Geciteerde tekst:
☆ ☆ ☆
Hoge dosis Dexamethasone suppressietest

Uit wikilab
Versie door Frank (Overleg | bijdragen) op 15 jun 2009 om 15:05

(wijz) ← Oudere versie | Huidige versie (wijz) | Nieuwere versie → (wijz)
Ga naar: navigatie, zoeken

Differentiatie hypofyse-afhankelijk hyperadrenocorticisme en functionele bijniertumor wanneer LDDST niet diagnostisch was.

Doelorganen Bijnier
Staal Serum, EDTA-plasma
Minimum hoeveelheid 2 x 0.3ml
Methode immunochemiluminiscentie
Resultaat dagelijks

Hond: 0.1 mg/kg dexa iv; basaal staal + (4h) +8h p.i Kat: 1 mg/kg dexa iv; basaal staal + 4h, 6h en 8h

Ideaal nadat de patiënt een nacht gehospitaliseerd werd. Excitatie vermijden.

alternatief: 3d morgendurine (zelfde tijdstip) opvangen, na het tweede staal om de 8uur 0.1 mg dexa po

Interpretatie

Men tracht de cortisolproductie te onderdrukken met een hoge dosis dexa in de veronderstelling dat een lage dosis niet voldoende was.
☆ ☆ ☆
Ruwe gegevens:

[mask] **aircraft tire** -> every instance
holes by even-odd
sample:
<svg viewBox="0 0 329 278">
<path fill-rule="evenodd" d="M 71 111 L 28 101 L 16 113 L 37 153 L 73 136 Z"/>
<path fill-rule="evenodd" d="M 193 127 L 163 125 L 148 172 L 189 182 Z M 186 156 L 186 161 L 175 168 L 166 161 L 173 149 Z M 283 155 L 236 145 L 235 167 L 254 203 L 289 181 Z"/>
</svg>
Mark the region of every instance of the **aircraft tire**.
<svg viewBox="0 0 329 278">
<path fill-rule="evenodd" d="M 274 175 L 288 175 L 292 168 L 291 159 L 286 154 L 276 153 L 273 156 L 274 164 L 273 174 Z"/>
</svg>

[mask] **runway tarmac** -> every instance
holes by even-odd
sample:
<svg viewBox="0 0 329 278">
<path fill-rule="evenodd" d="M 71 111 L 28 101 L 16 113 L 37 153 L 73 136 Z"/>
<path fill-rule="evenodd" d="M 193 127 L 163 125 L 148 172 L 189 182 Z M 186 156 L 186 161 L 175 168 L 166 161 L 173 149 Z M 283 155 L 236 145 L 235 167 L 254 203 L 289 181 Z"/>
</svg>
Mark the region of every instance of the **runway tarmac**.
☆ ☆ ☆
Opdrachten:
1. Zet de alinea die begint met "Hond: 0.1 mg/kg" uit de tekst over de hoge dosis dexamethasonsuppressietest om in een lijst per diersoort. Behoud de belangrijkste feiten.
2. Schrijf de tekst over de hoge dosis dexamethasonsuppressietest verder, aansluitend op de laatste zin onder "Interpretatie".

Antwoorden per opdracht:
1.
- Hond: 0.1 mg/kg dexa iv; stalen: basaal, (4h) en 8h p.i.
- Kat: 1 mg/kg dexa iv; stalen: basaal, 4h, 6h en 8h.

2.
Hond

Het 4u staal is optioneel; bij dieren die zowel met LDDST als HDDST getest werden, was deze bijkomende waarde slechts in een kleine minderheid (<5%) diagnostisch.


HAH (75%)

  Suppressie is diagnostisch, vals positieven zijn zeldzaam (i.e. BT) en liggen meestal dichtbij het beslissingspunt.
  4u post dexa <50% vd basale waarde of <1.4 µg/dL van de basale concentratie
  8u post dexa <50% vd basale waarde of <1.4 µg/dL van de basale concentratie
  25 % van de gevallen vertoont echter op geen enkel moment suppresie, het ontbreken van suppressie sluit HAH dus niet uit.

BT (100%) of dexamethasone-resistente HAH (25%)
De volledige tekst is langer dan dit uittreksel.